-- BEGIN Dataset extract --

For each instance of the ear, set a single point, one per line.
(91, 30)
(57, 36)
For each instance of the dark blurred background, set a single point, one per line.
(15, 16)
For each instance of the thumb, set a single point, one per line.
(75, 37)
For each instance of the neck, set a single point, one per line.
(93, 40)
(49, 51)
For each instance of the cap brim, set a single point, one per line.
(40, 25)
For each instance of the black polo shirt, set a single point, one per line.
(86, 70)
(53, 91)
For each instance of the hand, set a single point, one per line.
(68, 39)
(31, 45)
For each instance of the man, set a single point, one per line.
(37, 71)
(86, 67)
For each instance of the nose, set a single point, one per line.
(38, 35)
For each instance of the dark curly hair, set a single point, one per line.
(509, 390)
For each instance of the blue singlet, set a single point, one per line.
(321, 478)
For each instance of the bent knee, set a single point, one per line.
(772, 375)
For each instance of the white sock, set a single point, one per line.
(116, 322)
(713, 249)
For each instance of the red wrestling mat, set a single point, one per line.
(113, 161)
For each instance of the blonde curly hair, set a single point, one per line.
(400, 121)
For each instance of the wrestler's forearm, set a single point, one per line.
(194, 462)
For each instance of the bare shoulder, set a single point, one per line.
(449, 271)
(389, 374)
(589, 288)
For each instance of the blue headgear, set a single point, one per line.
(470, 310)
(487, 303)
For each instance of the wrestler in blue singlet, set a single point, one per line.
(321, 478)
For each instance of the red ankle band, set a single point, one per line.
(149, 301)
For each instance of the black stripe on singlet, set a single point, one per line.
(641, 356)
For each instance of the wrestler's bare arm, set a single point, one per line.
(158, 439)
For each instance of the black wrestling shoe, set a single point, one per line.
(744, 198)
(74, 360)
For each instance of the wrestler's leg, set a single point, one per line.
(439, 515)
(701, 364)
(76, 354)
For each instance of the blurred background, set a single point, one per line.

-- END Dataset extract --
-- BEGIN Dataset extract --

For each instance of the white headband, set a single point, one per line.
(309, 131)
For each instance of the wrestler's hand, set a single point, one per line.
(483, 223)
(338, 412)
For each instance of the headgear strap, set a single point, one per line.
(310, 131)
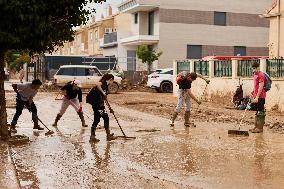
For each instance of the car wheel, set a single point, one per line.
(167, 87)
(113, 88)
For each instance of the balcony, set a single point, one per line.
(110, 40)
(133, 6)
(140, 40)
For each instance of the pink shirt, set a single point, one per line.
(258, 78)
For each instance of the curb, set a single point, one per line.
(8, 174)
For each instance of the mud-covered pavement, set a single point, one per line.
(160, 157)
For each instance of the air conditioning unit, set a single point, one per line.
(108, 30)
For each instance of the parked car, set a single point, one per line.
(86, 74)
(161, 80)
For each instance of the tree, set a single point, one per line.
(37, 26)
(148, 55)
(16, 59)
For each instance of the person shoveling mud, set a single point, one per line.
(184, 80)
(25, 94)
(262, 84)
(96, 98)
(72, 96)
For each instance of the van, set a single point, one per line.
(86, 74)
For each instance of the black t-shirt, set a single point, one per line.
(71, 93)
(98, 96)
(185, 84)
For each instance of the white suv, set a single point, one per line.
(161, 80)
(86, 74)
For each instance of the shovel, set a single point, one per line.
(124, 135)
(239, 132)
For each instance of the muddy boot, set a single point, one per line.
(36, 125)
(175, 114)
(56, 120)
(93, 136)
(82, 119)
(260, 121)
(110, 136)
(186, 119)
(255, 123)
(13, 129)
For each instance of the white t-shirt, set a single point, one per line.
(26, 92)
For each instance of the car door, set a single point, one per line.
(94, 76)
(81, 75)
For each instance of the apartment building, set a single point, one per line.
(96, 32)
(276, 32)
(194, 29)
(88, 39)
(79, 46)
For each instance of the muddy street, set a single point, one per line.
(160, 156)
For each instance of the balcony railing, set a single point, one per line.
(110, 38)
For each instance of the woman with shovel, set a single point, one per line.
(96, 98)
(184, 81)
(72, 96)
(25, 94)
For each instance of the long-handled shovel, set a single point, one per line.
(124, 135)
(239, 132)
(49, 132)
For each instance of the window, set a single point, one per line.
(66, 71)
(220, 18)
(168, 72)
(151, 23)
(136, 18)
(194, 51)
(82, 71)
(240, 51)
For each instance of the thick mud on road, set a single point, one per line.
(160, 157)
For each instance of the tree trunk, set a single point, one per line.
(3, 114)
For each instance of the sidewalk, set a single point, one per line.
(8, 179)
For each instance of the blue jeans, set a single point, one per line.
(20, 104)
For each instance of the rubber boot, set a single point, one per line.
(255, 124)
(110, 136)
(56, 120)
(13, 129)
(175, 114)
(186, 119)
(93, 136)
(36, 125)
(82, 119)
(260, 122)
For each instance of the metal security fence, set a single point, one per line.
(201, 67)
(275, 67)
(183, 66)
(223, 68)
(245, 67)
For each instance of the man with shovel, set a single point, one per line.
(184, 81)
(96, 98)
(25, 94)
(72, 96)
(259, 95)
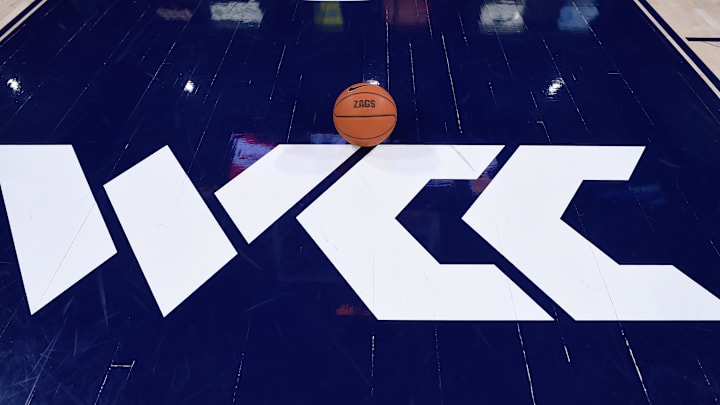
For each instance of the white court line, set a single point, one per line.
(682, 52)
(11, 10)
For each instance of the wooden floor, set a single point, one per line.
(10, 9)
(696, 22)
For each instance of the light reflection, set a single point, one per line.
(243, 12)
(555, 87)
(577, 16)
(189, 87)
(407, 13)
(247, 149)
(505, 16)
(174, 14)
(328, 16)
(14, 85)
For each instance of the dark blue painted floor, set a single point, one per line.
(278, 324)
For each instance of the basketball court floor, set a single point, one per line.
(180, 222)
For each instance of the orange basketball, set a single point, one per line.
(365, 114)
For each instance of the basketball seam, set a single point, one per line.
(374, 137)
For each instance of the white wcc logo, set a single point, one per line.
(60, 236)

-- END Dataset extract --

Transcribe the items from the line containing "For each instance of the wrestler's bare" through the line containing "For each instance of the blurred", reproducing each line without any change.

→ Full response
For each instance of the wrestler's bare arm, set a single point, one per line.
(158, 439)
For each instance of the black wrestling shoe, set a single point, one per line.
(744, 198)
(74, 360)
For each instance of the wrestler's leg, set a single point, one per line.
(439, 515)
(701, 364)
(76, 354)
For each instance of the blurred background, set a single point, one per line.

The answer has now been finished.